Rows from a segmentation dataset
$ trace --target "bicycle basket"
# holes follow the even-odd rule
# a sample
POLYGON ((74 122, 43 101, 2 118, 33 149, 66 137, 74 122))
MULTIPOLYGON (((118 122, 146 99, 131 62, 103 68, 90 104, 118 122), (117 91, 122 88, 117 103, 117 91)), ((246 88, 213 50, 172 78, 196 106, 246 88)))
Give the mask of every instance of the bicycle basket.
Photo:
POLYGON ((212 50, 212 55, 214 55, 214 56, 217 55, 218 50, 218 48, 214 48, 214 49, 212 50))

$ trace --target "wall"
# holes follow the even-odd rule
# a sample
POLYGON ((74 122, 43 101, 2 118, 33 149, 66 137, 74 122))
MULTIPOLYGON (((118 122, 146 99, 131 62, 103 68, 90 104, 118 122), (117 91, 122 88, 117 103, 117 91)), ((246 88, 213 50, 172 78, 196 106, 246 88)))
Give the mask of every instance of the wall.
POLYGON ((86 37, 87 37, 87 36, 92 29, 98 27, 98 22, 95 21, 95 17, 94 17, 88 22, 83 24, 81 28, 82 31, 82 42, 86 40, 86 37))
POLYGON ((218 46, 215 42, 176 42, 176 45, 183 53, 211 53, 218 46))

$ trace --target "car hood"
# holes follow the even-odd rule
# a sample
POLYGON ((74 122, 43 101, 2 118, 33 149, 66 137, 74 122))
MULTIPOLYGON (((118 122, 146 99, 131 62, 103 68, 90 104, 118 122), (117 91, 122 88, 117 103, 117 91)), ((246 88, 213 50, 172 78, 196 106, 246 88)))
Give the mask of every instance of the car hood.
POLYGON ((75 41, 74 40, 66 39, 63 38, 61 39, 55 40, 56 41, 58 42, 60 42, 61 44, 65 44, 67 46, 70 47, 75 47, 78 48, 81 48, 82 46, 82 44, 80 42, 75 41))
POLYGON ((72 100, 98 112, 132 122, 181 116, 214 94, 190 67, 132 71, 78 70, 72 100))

**Stated exercise**
Rewrite the records above with "Give the mask" swapped for "Return the mask" throughout, keeping everything else unchanged.

**Answer**
$ trace --target "bicycle basket"
# holes follow the even-odd rule
# a sample
POLYGON ((74 122, 43 101, 2 118, 33 149, 66 137, 74 122))
MULTIPOLYGON (((118 122, 146 99, 131 62, 103 68, 90 104, 118 122), (117 91, 122 88, 117 103, 117 91)), ((246 88, 213 50, 172 78, 196 106, 246 88)))
Return the mask of every instance of the bicycle basket.
Photo:
POLYGON ((212 50, 212 55, 214 55, 214 56, 217 55, 218 50, 218 48, 214 48, 214 49, 212 50))

$ trace --target "wall"
# holes follow the even-odd rule
# a sample
POLYGON ((74 122, 43 101, 2 118, 33 149, 66 137, 74 122))
MULTIPOLYGON (((118 122, 146 99, 131 62, 103 68, 90 104, 118 122), (117 91, 122 88, 117 103, 117 91)), ((246 88, 213 50, 172 78, 196 106, 246 88)))
Return the mask of every instance of the wall.
POLYGON ((86 37, 87 37, 87 36, 92 29, 98 27, 98 22, 95 21, 95 17, 94 17, 88 22, 83 24, 81 28, 82 31, 82 42, 86 40, 86 37))
POLYGON ((218 46, 215 42, 176 42, 176 45, 183 53, 211 53, 218 46))

$ trace --target "car hood"
# holes follow the even-odd rule
# a sample
POLYGON ((74 122, 43 101, 2 118, 33 149, 66 137, 74 122))
MULTIPOLYGON (((118 122, 146 99, 131 62, 103 68, 90 104, 118 122), (117 91, 122 88, 117 103, 117 91)), ((246 88, 213 50, 172 78, 196 106, 246 88)))
Return the mask of every instance of the car hood.
POLYGON ((75 41, 74 40, 66 39, 63 38, 61 39, 55 40, 56 41, 58 42, 60 42, 61 44, 65 44, 67 46, 70 47, 75 47, 78 48, 81 48, 82 46, 82 44, 80 42, 75 41))
POLYGON ((72 100, 98 112, 132 122, 181 116, 214 94, 190 67, 132 71, 78 70, 72 100))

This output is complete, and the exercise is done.